**Problem 1:**
Answer these questions about the mammoth DNA article, one per line, labeled (a), (b) and (c):
(a) Before this find, what animal did the most ancient DNA sample come from, and when did it live?
(b) Where and in what decade were the three mammoths' molars collected?
(c) What produced the older age estimate for the oldest tooth?
**Problem 2:**
Summarize the mammoth DNA article in two sentences.
**Problem 3:**
Rewrite the paragraph of the mammoth DNA article that begins "The oldest mammoth tooth dated back" as a short bulleted list that keeps its main facts.

**Page extract:**
══════════════════════════════
A tooth from a mammoth that roamed the Siberian steppe more than a million years ago has yielded the world’s oldest DNA sequence.
It’s the first time that DNA has been recovered from animal remains more than a million years old. Previously, the most ancient DNA sample was from a horse that lived between 560,000 and 780,000 years ago.
The information recovered from this giant of the Ice Age reveals how mammoths evolved and adapted to life in a cold climate. It also may show a previously unknown species of mammoth.
“This DNA is incredibly old. The samples are a thousand times older than Viking remains and even pre-date the existence of humans and Neanderthals,” said Love Dalen, a professor of evolutionary genetics at the Centre for Palaeogenetics in Stockholm.
An international team of researchers was able to isolate DNA from molars from three separate mammoths collected from the Siberian permafrost in the 1970s. They dated the teeth using geological data and by analyzing the DNA.
The research published in the journal Nature on Wednesday.
The oldest mammoth tooth dated back to between 1.2 million and 1.65 million years ago. The younger estimate comes from a method known as biostratigraphy, where scientists assess the presence of small rodents found in the layers of sediment – species that only existed during certain time periods.
They also measured what’s called the paleomagnetism of rock and sediment at the site. This method uses the orientation of Earth’s magnetic field, which has changed through time and leaves traces in magnetic minerals in the rock, to determine ages for fossils and rocks.
The older estimate comes from the genome the researchers recovered.
“There could be several reasons why these estimates differ. For example, maybe the Krestovka specimen originally comes from an older layer but had at some point eroded out and then become redeposited in a younger layer,” said Dalen.
“Alternatively, and in our view more likely, our estimated molecular clock rate is a bit off,” he said, suggesting that pinpointing the date isn’t an exact science.
“At any rate, both these types of dating analyses show an age of more than 1 million years.”
Named the Krestovka mammoth after where it was found, the research showed that this particular type of mammoth diverged from other Siberian mammoths more than 2 million years ago.
══════════════════════════════
**Available data:**
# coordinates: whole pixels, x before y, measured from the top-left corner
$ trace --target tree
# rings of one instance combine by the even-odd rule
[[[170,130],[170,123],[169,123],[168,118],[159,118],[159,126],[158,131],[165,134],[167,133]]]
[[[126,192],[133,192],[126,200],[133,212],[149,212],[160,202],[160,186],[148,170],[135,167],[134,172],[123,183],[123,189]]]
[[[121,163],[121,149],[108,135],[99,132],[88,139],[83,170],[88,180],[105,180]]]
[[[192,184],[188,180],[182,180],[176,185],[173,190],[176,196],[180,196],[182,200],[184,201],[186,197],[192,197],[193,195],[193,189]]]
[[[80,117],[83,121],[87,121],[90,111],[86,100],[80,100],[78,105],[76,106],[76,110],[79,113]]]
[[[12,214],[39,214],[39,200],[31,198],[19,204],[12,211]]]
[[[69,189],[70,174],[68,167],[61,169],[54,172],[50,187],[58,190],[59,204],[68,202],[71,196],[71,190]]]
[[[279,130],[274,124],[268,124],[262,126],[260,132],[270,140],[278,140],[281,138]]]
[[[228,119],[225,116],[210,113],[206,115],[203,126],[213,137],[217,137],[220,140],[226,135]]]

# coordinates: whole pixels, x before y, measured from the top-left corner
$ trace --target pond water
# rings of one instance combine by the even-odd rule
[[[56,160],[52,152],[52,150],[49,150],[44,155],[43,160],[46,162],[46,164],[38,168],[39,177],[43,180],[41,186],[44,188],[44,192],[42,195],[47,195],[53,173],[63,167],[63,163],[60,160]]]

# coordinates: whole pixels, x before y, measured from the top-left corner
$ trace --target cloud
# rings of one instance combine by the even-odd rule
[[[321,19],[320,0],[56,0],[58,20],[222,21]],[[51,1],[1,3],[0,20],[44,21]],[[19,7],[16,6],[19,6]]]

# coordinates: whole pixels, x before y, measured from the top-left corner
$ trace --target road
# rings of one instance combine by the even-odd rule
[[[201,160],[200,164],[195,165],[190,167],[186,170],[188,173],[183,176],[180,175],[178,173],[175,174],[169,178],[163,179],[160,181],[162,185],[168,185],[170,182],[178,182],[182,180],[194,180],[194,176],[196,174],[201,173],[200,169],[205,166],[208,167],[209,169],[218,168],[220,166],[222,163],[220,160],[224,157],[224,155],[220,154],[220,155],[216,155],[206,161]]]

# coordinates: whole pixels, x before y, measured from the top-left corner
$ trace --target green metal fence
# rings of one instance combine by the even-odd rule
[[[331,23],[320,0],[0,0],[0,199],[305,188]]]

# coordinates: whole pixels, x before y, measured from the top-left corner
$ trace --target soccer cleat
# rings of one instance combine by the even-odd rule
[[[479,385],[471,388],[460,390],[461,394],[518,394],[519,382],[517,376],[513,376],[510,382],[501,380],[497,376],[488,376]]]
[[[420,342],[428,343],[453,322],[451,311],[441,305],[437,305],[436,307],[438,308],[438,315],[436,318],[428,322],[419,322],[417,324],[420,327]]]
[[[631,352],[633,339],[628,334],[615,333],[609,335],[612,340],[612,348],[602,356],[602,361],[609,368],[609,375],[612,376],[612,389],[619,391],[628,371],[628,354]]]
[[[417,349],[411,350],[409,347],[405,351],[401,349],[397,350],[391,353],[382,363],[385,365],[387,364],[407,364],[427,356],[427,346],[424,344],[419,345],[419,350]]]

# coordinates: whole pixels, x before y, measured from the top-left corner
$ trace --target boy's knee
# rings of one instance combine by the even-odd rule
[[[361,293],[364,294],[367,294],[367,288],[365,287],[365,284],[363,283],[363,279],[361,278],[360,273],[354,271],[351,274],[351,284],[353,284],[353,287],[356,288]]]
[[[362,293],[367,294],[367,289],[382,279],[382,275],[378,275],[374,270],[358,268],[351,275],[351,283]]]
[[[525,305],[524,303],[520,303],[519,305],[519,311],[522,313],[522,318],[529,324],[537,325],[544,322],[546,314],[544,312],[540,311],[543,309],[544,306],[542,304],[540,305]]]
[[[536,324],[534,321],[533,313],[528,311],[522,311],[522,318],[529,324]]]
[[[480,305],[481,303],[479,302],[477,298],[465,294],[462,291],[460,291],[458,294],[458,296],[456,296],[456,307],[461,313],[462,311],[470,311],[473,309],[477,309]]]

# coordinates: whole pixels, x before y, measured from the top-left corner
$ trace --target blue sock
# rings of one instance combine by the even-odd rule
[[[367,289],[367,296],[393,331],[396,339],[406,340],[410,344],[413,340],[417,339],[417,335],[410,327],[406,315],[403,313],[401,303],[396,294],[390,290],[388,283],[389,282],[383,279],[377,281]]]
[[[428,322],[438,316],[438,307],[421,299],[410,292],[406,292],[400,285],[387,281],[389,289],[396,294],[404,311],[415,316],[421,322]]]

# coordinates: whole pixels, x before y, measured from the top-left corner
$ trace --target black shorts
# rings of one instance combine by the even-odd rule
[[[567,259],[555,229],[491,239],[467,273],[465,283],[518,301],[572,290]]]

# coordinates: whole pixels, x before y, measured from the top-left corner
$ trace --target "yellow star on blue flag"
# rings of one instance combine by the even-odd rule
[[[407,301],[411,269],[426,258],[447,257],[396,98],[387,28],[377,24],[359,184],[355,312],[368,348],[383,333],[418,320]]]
══════════════════════════════
**Your response 1:**
(a) A horse that lived between 560,000 and 780,000 years ago.
(b) In the Siberian permafrost, in the 1970s.
(c) The genome the researchers recovered.

**Your response 2:**
An international team recovered DNA from molars of three mammoths found in the Siberian permafrost, and the oldest tooth, more than a million years old, yielded the world's oldest DNA sequence. The data show how mammoths evolved and adapted to the cold, and they reveal that the Krestovka mammoth diverged from other Siberian mammoths more than 2 million years ago.

**Your response 3:**
- The oldest tooth dates to between 1.2 million and 1.65 million years ago.
- The younger estimate comes from biostratigraphy.
- In this method, scientists look at which small rodents appear in the sediment layers.
- Those rodent species existed only during certain time periods.